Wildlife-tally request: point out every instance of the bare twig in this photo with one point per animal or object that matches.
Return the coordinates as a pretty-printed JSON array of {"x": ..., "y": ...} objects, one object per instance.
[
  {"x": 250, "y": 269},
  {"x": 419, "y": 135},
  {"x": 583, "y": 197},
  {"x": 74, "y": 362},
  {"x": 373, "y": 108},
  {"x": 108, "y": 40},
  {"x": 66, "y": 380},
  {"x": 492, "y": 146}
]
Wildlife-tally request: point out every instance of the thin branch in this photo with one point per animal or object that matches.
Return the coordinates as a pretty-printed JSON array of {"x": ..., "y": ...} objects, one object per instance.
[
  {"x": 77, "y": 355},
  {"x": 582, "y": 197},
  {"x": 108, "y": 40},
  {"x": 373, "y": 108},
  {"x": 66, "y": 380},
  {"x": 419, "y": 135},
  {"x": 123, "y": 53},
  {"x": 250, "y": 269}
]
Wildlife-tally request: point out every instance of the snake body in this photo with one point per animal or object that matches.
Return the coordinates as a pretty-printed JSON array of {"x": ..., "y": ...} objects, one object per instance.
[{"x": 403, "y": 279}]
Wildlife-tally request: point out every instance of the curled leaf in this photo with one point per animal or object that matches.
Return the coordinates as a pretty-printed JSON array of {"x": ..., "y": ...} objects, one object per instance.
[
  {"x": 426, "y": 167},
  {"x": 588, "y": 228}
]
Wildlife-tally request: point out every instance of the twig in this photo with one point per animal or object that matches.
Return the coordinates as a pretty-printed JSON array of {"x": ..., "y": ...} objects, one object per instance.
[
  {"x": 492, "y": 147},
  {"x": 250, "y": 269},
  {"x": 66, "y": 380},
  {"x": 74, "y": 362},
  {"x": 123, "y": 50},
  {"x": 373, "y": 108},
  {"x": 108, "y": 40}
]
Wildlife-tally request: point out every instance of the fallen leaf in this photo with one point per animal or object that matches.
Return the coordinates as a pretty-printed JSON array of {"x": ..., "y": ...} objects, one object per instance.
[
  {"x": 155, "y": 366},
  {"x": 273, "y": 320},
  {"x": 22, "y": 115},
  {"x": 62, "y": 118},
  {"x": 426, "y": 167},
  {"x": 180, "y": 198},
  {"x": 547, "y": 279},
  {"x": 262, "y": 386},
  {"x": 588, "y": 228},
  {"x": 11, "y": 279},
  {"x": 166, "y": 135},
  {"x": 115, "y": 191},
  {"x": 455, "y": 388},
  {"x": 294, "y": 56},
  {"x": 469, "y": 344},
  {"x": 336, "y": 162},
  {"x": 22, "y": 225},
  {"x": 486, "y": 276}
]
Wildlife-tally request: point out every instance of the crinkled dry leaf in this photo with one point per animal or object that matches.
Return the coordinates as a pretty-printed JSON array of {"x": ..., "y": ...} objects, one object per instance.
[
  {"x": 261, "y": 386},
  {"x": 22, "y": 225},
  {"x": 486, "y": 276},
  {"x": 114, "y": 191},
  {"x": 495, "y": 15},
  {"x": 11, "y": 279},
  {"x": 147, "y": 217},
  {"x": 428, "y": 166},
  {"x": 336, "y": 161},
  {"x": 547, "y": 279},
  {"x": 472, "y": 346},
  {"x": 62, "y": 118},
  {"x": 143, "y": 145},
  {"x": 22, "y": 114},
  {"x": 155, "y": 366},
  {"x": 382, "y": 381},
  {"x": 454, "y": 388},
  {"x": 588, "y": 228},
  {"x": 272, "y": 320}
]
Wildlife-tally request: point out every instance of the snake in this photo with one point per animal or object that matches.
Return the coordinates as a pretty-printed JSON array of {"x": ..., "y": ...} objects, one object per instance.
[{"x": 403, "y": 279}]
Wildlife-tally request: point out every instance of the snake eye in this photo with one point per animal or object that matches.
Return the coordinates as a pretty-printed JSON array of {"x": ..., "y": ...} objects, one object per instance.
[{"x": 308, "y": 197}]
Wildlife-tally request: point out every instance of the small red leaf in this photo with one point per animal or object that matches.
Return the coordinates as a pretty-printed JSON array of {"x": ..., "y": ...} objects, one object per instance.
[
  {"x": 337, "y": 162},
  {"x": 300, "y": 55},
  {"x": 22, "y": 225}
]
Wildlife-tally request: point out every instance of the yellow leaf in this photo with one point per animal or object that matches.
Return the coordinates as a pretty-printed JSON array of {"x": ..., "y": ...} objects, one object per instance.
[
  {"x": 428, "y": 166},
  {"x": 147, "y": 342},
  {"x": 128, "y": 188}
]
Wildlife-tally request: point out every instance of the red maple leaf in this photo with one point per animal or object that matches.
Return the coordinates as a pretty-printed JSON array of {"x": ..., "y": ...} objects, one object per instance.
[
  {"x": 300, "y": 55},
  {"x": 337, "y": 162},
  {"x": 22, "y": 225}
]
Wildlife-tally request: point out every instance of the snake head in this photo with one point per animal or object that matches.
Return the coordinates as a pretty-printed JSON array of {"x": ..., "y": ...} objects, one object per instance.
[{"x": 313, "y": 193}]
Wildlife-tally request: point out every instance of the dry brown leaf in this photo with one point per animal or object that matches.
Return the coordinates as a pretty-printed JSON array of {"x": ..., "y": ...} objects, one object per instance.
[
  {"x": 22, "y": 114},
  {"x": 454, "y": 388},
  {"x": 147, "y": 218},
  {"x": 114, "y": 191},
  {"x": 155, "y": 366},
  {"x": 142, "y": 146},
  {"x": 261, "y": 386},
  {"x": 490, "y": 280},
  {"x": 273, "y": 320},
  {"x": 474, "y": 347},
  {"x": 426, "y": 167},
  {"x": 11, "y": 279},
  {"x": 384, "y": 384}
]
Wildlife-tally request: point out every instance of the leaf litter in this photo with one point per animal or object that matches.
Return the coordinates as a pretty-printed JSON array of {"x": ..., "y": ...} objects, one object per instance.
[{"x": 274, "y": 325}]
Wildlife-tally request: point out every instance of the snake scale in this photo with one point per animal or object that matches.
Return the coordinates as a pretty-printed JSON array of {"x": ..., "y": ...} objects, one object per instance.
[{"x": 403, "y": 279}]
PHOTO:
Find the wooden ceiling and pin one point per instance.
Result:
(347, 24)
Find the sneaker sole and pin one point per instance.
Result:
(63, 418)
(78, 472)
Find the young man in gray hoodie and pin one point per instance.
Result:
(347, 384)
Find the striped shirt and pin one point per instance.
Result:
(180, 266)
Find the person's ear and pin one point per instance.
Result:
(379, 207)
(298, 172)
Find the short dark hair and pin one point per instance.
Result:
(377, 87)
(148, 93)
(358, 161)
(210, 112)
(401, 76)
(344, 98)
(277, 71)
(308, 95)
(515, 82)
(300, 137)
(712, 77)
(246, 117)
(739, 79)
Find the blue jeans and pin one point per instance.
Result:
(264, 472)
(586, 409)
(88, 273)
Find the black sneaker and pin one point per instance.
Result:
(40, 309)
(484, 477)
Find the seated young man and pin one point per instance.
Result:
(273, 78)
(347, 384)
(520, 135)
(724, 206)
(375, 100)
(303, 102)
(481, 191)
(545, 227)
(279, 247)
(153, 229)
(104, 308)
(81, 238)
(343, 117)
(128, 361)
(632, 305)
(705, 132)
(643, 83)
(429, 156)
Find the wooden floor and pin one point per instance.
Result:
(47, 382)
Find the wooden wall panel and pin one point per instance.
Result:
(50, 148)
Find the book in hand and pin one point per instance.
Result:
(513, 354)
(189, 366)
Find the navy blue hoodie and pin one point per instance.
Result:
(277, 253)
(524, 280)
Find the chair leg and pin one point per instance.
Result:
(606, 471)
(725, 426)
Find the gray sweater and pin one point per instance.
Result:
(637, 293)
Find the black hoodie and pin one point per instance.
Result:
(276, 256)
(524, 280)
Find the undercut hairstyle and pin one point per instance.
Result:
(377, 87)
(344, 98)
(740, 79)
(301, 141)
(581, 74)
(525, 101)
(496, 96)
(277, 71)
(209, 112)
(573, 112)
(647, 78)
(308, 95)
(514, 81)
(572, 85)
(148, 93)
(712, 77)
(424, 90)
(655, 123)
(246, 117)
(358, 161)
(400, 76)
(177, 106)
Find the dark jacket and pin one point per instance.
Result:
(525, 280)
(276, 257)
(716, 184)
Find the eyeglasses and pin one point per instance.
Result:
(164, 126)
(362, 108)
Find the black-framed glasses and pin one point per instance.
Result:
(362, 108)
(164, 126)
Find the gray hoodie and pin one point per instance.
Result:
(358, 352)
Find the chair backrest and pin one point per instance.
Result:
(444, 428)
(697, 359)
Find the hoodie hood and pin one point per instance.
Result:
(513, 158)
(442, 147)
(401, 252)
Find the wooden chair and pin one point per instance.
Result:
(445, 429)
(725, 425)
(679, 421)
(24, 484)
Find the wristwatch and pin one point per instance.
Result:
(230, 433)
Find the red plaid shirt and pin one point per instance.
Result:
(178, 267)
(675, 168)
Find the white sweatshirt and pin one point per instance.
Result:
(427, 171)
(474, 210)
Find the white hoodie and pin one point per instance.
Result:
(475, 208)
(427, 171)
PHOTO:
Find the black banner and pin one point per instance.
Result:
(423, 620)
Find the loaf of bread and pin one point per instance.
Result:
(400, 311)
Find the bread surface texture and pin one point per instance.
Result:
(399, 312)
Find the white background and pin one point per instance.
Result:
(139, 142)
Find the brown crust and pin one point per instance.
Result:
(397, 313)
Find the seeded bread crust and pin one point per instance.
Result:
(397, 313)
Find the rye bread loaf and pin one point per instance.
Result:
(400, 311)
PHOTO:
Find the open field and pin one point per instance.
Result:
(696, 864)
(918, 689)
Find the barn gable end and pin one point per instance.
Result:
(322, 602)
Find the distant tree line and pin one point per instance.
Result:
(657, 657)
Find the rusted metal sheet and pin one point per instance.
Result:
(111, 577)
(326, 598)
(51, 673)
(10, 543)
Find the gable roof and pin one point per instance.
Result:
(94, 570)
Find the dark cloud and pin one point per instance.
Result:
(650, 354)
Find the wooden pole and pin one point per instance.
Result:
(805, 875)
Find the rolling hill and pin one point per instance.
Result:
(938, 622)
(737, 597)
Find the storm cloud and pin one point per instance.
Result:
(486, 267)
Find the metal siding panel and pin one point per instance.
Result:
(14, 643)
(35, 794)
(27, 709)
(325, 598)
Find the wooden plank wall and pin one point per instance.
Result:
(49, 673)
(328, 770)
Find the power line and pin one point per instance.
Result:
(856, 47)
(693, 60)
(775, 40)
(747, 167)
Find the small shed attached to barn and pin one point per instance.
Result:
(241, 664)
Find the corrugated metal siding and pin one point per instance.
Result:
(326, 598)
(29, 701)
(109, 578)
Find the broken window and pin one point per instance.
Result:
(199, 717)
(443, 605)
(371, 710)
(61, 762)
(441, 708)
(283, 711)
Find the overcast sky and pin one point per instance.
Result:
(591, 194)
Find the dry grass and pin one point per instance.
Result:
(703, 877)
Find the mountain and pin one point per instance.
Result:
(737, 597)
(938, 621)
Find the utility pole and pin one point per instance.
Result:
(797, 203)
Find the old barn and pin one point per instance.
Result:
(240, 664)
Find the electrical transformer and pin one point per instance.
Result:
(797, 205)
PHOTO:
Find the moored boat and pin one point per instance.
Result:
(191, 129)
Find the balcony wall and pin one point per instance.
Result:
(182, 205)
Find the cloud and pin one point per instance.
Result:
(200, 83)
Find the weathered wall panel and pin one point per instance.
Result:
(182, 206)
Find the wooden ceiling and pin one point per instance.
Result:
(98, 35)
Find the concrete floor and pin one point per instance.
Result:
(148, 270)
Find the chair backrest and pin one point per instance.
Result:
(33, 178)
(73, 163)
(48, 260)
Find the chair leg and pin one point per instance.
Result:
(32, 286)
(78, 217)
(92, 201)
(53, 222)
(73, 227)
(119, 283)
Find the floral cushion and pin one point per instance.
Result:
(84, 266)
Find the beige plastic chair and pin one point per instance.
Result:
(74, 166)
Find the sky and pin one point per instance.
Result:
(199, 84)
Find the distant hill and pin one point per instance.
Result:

Work required: Pick out the lines above that hold the string "sneaker" and show them.

Solution for this exercise:
Find the sneaker sole and pin one point per instance.
Find the black sneaker and pin one point per instance.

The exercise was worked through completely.